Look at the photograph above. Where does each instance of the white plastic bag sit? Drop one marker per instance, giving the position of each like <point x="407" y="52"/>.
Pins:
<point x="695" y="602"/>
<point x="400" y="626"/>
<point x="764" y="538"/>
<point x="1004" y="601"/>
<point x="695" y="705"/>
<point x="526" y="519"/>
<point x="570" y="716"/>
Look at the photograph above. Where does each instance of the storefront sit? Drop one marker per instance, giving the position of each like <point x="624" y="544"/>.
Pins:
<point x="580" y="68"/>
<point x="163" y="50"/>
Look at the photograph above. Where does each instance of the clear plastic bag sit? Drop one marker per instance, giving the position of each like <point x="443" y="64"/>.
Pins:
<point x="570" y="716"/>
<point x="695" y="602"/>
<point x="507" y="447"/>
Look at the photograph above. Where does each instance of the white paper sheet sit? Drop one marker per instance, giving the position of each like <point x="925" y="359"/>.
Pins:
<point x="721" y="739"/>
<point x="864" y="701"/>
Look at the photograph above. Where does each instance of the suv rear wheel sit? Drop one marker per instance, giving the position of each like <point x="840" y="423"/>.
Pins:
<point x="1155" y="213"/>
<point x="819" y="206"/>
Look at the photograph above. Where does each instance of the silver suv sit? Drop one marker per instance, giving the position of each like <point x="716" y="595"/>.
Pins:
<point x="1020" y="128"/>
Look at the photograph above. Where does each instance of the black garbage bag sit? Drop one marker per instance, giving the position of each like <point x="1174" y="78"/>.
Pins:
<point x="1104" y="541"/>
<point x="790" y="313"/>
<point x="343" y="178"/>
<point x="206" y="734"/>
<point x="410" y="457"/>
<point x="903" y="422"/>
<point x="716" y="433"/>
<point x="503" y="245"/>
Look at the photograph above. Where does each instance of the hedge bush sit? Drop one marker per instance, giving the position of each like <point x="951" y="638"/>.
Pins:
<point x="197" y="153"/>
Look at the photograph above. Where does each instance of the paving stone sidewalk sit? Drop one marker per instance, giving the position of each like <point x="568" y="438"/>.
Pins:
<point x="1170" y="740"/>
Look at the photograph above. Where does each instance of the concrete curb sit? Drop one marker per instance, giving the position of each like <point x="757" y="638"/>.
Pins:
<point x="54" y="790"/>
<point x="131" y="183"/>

━━━━

Give back the whole listing, word for word.

• EXERCISE ANSWER:
Look at the photograph above. Where does each instance of the white plastic bag sit? Drop one marker per instance, giving the position of each like <point x="407" y="52"/>.
Pins:
<point x="695" y="602"/>
<point x="400" y="626"/>
<point x="764" y="538"/>
<point x="1004" y="601"/>
<point x="695" y="705"/>
<point x="526" y="519"/>
<point x="570" y="716"/>
Look at the photograph above. Where does each instance of the storefront sit? Drop one marker per instance, giving the position of each like <point x="624" y="544"/>.
Pins:
<point x="580" y="68"/>
<point x="163" y="50"/>
Look at the photograph above. Where does each instance of the clear plastic bag sit? Drop one marker per instance, giving the position of each like <point x="443" y="64"/>.
Pins:
<point x="570" y="716"/>
<point x="695" y="602"/>
<point x="507" y="447"/>
Look at the photograph above. Where does each instance of the white paper sheet sit? Drop one marker per instance, giving the position of each like <point x="925" y="359"/>.
Pins:
<point x="721" y="739"/>
<point x="864" y="701"/>
Look at the photograph above. Where does each instance of the suv rear wheel sit? Drop one marker per instance, giving the position of each like <point x="840" y="423"/>.
Pins:
<point x="1155" y="213"/>
<point x="819" y="206"/>
Look at the photograph above. Where does each instance of the silver suv sit? Drop one marker per instance, giving the position of each like <point x="716" y="595"/>.
Pins:
<point x="1020" y="128"/>
Look at the photograph above. Where does each instance of the black garbage bag sit? Drop one marker per instance, giving the position of each like <point x="1174" y="78"/>.
Pins:
<point x="1104" y="541"/>
<point x="790" y="313"/>
<point x="343" y="178"/>
<point x="206" y="734"/>
<point x="410" y="457"/>
<point x="903" y="422"/>
<point x="716" y="433"/>
<point x="503" y="245"/>
Look at the photograph above. Where does each instance of the hedge bush sit? Drop one marker per instance, giving the position of each like <point x="951" y="638"/>.
Pins:
<point x="197" y="153"/>
Look at the photograph above. Where does each instance of the paving stone sidewalk sit? Drop one marker per instance, giving the position of each like <point x="568" y="438"/>.
Pins:
<point x="1170" y="740"/>
Look at the photograph above. Where does each instance of the concrete curb sit? Drop one marker per instance, giving the position of each like <point x="757" y="638"/>.
Pins:
<point x="54" y="790"/>
<point x="131" y="183"/>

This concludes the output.